- **Selected excerpt**

China's population is aging faster than any that of other country in the world. It will have 400 million people age 60 and older by 2020, and 100 million older than 80. By 2050, a third of the 1.4 billion Chinese will be at least 60.

In most of Asia, the family and the individual are expected to jointly take care of their own retirement needs. But China and Japan are the exceptions to this rule, according to a survey of over 21,000 people in 25 countries and territories by HSBC Insurance and the Oxford Institute of Ageing. In China, government is seen as the most important contributor to retirement income. A reported 90 percent of workers are eligible for China's basic social security plan. Self and family are the second most important factors for retirement security, while the employer is least important, HSBC found. (In all of North America, the individual alone is seen as the dominant contributor to retirement income.)

While the United States has just above two children per couple, each Chinese couple is allowed only one child. And China's generation made up almost completely of only children is now entering the workforce. Many young people are leaving their parents in search of greater economic opportunities in China's cities, further removing modern China from the culture in which children were once expected to care for their parents when they reached retirement age.

- **Material provided**
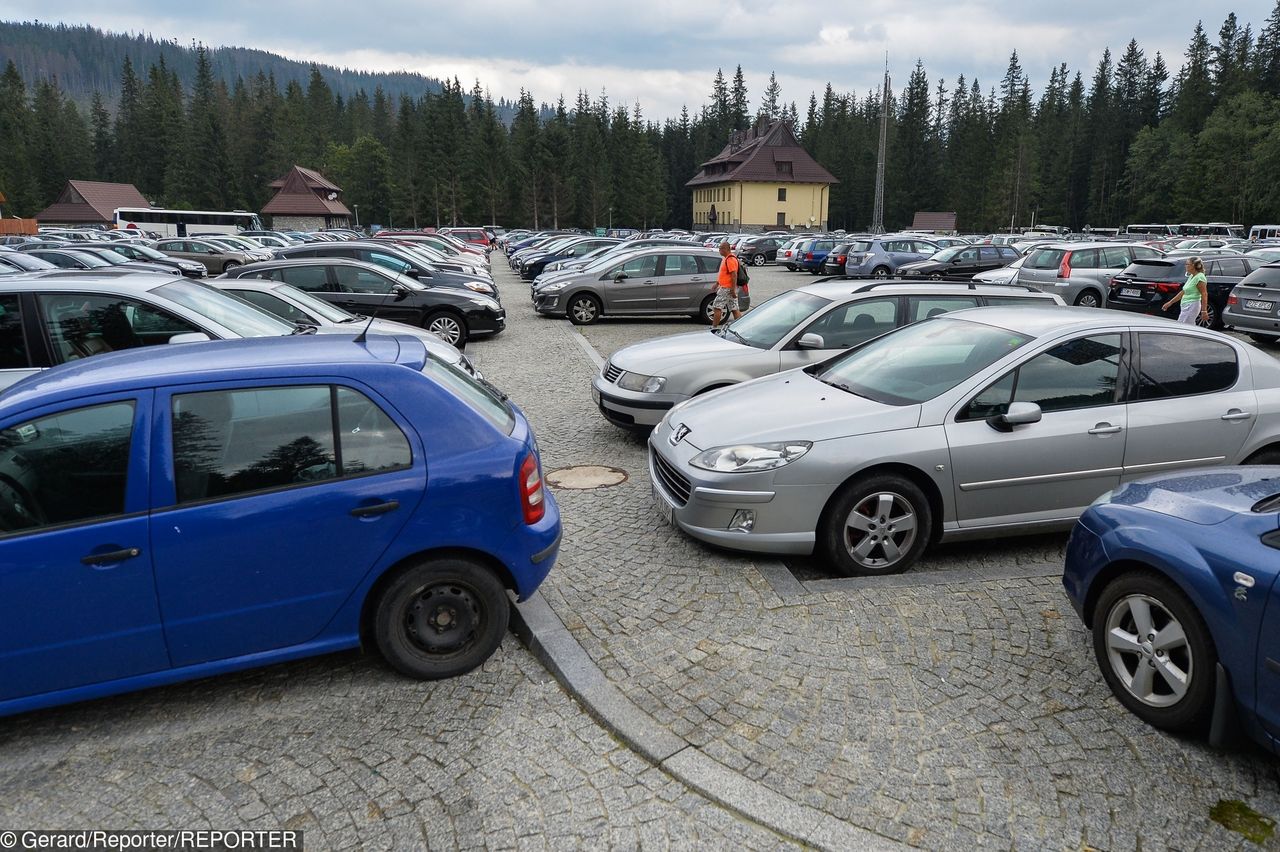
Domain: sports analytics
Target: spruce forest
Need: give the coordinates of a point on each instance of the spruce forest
(1127, 141)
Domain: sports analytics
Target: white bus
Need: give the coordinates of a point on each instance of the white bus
(168, 223)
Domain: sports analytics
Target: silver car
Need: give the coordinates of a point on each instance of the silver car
(809, 324)
(1080, 273)
(977, 424)
(662, 279)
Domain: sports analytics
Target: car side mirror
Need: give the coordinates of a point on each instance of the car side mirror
(810, 340)
(1018, 415)
(190, 337)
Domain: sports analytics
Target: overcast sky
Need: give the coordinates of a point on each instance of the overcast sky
(664, 53)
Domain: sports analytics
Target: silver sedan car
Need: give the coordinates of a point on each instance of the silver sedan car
(976, 424)
(809, 324)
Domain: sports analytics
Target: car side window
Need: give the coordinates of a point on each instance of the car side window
(922, 307)
(1078, 374)
(273, 305)
(13, 339)
(1179, 365)
(85, 325)
(360, 280)
(305, 278)
(67, 467)
(854, 323)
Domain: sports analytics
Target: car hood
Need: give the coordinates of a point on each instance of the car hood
(654, 357)
(789, 406)
(1205, 497)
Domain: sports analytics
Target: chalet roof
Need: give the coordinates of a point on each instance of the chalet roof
(757, 154)
(935, 221)
(302, 192)
(91, 201)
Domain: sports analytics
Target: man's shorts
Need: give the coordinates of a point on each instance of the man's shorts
(725, 299)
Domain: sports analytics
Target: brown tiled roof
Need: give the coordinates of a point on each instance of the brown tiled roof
(302, 192)
(755, 154)
(933, 221)
(92, 201)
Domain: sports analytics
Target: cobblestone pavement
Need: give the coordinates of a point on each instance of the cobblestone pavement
(954, 706)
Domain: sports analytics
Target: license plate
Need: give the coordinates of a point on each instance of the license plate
(666, 511)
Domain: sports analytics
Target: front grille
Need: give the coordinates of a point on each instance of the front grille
(672, 480)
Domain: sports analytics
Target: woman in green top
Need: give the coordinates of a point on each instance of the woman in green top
(1194, 296)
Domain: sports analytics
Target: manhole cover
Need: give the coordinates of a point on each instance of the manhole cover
(586, 476)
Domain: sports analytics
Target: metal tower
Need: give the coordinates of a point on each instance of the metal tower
(878, 213)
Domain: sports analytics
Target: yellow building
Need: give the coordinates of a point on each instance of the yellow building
(762, 179)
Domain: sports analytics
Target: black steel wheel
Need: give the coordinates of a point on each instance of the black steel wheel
(440, 618)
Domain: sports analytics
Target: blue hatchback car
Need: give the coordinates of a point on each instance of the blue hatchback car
(1175, 575)
(176, 512)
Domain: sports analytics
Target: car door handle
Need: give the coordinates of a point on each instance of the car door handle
(374, 511)
(113, 555)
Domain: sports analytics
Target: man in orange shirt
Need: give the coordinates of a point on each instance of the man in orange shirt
(726, 294)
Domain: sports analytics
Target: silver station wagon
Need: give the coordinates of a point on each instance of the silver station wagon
(977, 424)
(640, 383)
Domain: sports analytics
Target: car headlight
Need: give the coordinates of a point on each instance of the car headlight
(744, 458)
(640, 383)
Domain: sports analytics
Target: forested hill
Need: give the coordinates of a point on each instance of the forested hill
(85, 59)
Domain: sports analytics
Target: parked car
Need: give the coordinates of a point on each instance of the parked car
(759, 251)
(1253, 305)
(805, 325)
(1080, 273)
(452, 314)
(298, 307)
(1146, 285)
(396, 259)
(1001, 274)
(960, 262)
(48, 319)
(142, 253)
(142, 505)
(661, 279)
(1175, 576)
(976, 424)
(215, 259)
(882, 256)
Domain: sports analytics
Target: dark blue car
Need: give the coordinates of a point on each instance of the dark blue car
(1175, 576)
(183, 511)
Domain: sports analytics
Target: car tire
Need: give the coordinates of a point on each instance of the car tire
(853, 530)
(583, 308)
(440, 618)
(1139, 672)
(704, 311)
(447, 326)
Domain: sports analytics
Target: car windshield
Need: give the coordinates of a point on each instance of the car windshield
(763, 326)
(324, 310)
(228, 311)
(920, 361)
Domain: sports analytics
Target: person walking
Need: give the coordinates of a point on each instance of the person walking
(726, 291)
(1194, 294)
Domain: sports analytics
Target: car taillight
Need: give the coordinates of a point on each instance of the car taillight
(531, 498)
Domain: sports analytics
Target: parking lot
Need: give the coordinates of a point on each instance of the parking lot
(952, 706)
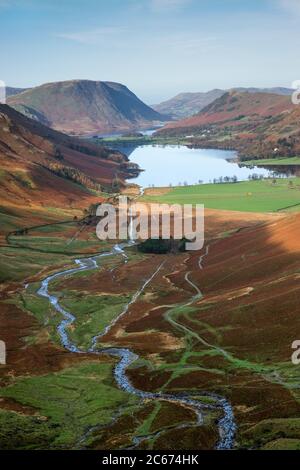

- **Tasks to complete**
1. Answer these questions using the passage on China's aging population:
(a) How many people age 60 and older will China have by 2020?
(b) In China, who is seen as the least important contributor to retirement security?
(c) How many children is each Chinese couple allowed?
2. In the passage on China's aging population, why does modern China move further from the culture in which children cared for their parents in retirement? Explain in one to three sentences.
3. Extend the passage on China's aging population with one more paragraph that follows its last sentence.

- **Results in order**
1.
(a) 400 million.
(b) The employer.
(c) Only one.

2. Many young people are leaving their parents to look for better economic opportunities in China's cities. This happens as China's generation made up almost entirely of only children enters the workforce.

3.
But Chinese workers are optimistic about their retirement preparedness. A different survey of 26 countries by wealth management and insurance firm AXA Group found that 80 percent of working people in China think their retirement income will be sufficient, the highest proportion among all the surveyed countries. The "Chinese have the highest aspirations and are amongst the most optimistic in the world towards living a happy retirement life," says Jamie McCarry, president and CEO of AXA-MM. "They want to travel, be active, participate in sports, leave an inheritance for their children, and people want to retire earlier—at 53—than all countries surveyed."